Source records
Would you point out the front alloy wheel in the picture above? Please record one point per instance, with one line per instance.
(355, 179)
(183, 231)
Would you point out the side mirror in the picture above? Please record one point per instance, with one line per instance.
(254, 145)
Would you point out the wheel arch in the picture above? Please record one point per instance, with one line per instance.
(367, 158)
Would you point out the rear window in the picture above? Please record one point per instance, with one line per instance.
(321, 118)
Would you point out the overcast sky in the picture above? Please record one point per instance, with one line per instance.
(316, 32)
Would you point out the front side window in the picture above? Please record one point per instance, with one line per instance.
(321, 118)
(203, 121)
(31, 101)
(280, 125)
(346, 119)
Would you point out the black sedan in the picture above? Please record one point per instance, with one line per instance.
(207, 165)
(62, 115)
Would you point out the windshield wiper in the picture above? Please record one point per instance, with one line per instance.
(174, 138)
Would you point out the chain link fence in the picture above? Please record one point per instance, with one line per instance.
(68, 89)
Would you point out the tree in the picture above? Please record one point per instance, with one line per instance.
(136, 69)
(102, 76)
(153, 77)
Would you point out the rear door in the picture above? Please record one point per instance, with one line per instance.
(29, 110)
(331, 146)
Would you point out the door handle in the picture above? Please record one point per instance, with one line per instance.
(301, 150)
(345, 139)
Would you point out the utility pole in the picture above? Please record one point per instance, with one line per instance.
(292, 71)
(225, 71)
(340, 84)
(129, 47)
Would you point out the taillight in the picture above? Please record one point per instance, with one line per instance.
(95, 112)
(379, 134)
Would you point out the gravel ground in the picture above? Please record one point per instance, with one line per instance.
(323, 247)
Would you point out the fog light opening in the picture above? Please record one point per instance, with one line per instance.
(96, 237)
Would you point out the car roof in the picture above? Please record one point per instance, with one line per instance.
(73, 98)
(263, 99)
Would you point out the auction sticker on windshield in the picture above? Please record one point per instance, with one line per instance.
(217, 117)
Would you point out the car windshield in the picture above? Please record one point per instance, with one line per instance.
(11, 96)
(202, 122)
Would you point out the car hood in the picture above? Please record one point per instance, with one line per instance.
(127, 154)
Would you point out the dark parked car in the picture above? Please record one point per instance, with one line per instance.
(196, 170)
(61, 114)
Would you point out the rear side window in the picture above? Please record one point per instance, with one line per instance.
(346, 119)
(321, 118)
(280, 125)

Written task: Output the records from the line containing "Would you point out the rear side" through the end of the records, inclusive, as a two-column CSV with the columns "request" and "points": one row for each request, with its text and its answer each in one quoted field and line breaks replaced by spaces.

In response:
request,points
"Would you point out the rear side window in the picture above? Please record one point per instance, with one line per instance.","(346, 119) (321, 118) (280, 125)"